Convert every line of the data below into a JSON list of strings, one string per line and no entries for blank lines. Omit the pictures from your answer.

Saved data entries
....
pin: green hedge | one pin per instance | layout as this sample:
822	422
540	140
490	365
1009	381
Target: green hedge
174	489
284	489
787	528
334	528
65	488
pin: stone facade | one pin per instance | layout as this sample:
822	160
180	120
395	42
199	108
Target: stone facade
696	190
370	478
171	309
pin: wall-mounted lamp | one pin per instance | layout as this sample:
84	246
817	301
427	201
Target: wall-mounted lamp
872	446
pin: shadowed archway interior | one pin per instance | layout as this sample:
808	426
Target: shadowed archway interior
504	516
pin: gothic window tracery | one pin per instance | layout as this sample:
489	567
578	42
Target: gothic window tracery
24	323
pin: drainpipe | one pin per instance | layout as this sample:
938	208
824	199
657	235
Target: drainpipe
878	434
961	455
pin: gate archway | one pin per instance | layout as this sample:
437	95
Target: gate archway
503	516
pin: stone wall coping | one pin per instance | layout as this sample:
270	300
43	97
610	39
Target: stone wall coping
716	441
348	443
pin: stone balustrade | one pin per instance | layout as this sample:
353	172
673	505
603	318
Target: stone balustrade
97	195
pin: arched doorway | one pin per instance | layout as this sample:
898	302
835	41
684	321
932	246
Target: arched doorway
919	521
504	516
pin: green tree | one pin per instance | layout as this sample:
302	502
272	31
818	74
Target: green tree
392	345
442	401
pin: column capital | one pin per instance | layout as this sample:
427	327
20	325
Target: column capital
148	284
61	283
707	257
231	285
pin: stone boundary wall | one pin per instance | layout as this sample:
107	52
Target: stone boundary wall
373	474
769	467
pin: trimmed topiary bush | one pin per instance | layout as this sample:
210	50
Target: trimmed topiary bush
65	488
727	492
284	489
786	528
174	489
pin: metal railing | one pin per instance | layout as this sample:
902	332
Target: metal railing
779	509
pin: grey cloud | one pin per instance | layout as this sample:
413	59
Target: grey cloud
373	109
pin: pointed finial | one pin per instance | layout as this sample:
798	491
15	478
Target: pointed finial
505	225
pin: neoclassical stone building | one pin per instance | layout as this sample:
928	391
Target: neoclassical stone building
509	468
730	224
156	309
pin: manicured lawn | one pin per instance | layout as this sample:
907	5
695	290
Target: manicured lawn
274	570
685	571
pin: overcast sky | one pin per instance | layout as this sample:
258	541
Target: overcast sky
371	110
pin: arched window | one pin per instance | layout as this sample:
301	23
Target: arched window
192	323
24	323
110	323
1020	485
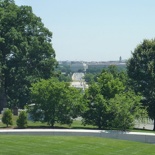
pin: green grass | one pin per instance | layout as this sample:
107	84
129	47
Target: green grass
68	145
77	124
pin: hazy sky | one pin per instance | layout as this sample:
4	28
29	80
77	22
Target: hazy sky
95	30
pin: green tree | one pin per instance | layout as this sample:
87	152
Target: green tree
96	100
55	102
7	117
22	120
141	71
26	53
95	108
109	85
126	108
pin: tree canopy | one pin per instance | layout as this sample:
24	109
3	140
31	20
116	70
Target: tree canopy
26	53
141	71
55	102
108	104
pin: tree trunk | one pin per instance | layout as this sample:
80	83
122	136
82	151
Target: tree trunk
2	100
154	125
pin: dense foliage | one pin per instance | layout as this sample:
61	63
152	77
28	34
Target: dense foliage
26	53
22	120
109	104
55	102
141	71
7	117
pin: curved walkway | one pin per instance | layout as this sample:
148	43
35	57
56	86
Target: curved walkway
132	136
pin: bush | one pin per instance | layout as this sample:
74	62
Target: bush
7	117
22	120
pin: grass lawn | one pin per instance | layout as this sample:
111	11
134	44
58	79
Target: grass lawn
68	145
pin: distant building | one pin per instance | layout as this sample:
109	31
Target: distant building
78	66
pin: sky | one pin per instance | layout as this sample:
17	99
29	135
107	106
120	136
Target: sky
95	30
....
■ TASK RESPONSE ■
[
  "pin: green hedge | one pin per instance | layout as this sample:",
  "822\t422",
  "540\t140",
  "490\t365",
  "1009\t381",
  "Target: green hedge",
  "174\t489",
  "284\t489",
  "787\t528",
  "334\t528",
  "65\t488",
  "pin: stone facade | one pin per instance | layout as this sample:",
  "822\t160",
  "180\t120",
  "395\t42",
  "199\t108",
  "Target: stone facade",
  "696\t190",
  "370\t478",
  "171\t309",
  "pin: wall-mounted lamp | one pin per instance | layout as this sample:",
  "84\t246",
  "817\t301",
  "427\t201",
  "Target: wall-mounted lamp",
  "872\t446",
  "pin: shadowed archway interior | one pin per instance | layout as this sample:",
  "808\t426",
  "Target: shadowed archway interior",
  "504\t516",
  "pin: gothic window tracery | one pin per instance | layout as this sample:",
  "489\t567",
  "578\t42",
  "Target: gothic window tracery",
  "24\t323",
  "pin: drainpipe | one pin per instance | layout as this sample:",
  "938\t208",
  "824\t199",
  "657\t235",
  "Target: drainpipe",
  "878\t434",
  "961\t455",
  "pin: gate archway | one pin per instance | layout as this sample:",
  "437\t95",
  "Target: gate archway",
  "503\t516",
  "pin: stone wall coping | one pin per instance | layout as this sample:",
  "270\t300",
  "43\t97",
  "610\t39",
  "Target: stone wall coping",
  "716\t441",
  "348\t443",
  "pin: stone balustrade | one pin per instance | layout as this sample:",
  "353\t172",
  "673\t505",
  "603\t318",
  "Target: stone balustrade",
  "97\t195",
  "pin: arched doorway | one pin per instance | layout as this sample:",
  "898\t302",
  "835\t41",
  "684\t321",
  "932\t246",
  "Target: arched doorway",
  "919\t521",
  "504\t516",
  "pin: green tree | one pin per instance | layout as this sample:",
  "302\t502",
  "272\t31",
  "818\t74",
  "Target: green tree",
  "392\t345",
  "442\t401",
  "pin: column capital | one pin per instance | layout as this sample:",
  "427\t327",
  "20\t325",
  "Target: column capital",
  "148\t284",
  "61\t283",
  "707\t257",
  "231\t285",
  "pin: stone boundary wall | one pin per instance | layout as this sample:",
  "107\t52",
  "Target: stone boundary wall",
  "373\t474",
  "769\t467",
  "pin: trimmed topiary bush | one pin per instance | layout as this sample:",
  "210\t50",
  "Target: trimmed topiary bush",
  "65\t488",
  "727\t492",
  "284\t489",
  "786\t528",
  "174\t489",
  "pin: metal railing | one pin per instance | layout as this sample:",
  "902\t332",
  "Target: metal railing",
  "779\t509",
  "pin: grey cloud | one pin per instance | layout as this sample:",
  "413\t59",
  "Target: grey cloud",
  "373\t109",
  "pin: pointed finial | one pin per instance | layout as this sample:",
  "798\t491",
  "15\t478",
  "Target: pointed finial",
  "505\t225",
  "pin: neoclassical stone building | one pin per instance | layout as this sample:",
  "928\t391",
  "Target: neoclassical stone building",
  "509\t468",
  "730\t224",
  "156\t309",
  "pin: manicured lawn | one pin per instance | layout as this sample:",
  "907\t5",
  "695\t290",
  "Target: manicured lawn",
  "274\t570",
  "685\t571",
  "pin: overcast sky | one pin per instance | layout as this sample:",
  "258\t541",
  "Target: overcast sky",
  "371\t110",
  "pin: arched window | one pin per instance | layout as this sample:",
  "301\t23",
  "Target: arched window",
  "192\t323",
  "24\t323",
  "110\t323",
  "1020\t485",
  "pin: green grass | one pin per instance | layout as this sample:",
  "107\t84",
  "129\t47",
  "Target: green grass",
  "68\t145",
  "77\t124",
  "pin: hazy sky | one pin per instance | layout as this sample:",
  "4\t28",
  "29\t80",
  "77\t22",
  "Target: hazy sky",
  "95\t30",
  "pin: green tree | one pin per instance | layout as this sample:",
  "87\t152",
  "Target: green tree",
  "96\t100",
  "55\t102",
  "7\t117",
  "22\t120",
  "141\t71",
  "26\t53",
  "95\t108",
  "109\t85",
  "126\t108",
  "pin: tree canopy | one pin per instance | layout as this sample:",
  "24\t109",
  "3\t140",
  "31\t20",
  "116\t70",
  "Target: tree canopy",
  "26\t53",
  "141\t71",
  "55\t102",
  "108\t104",
  "pin: tree trunk | one pin per instance | layout as this sample:",
  "80\t83",
  "122\t136",
  "82\t151",
  "Target: tree trunk",
  "2\t100",
  "154\t125",
  "pin: dense foliage | one pin per instance | layout as this sample:",
  "61\t63",
  "152\t77",
  "28\t34",
  "Target: dense foliage",
  "26\t53",
  "22\t120",
  "109\t104",
  "55\t102",
  "141\t71",
  "7\t117",
  "pin: curved walkway | one pin per instance | layout as this sample:",
  "148\t43",
  "35\t57",
  "56\t86",
  "Target: curved walkway",
  "132\t136",
  "pin: bush | one pin per instance | layout as this sample:",
  "74\t62",
  "Target: bush",
  "7\t117",
  "22\t120",
  "pin: grass lawn | one pin per instance | layout as this sample:",
  "111\t11",
  "134\t44",
  "58\t79",
  "Target: grass lawn",
  "68\t145",
  "pin: distant building | one pin per instance | layout as this sample:",
  "109\t31",
  "Target: distant building",
  "78\t66",
  "pin: sky | one pin per instance | layout as this sample:",
  "17\t99",
  "29\t135",
  "107\t106",
  "120\t136",
  "Target: sky",
  "95\t30"
]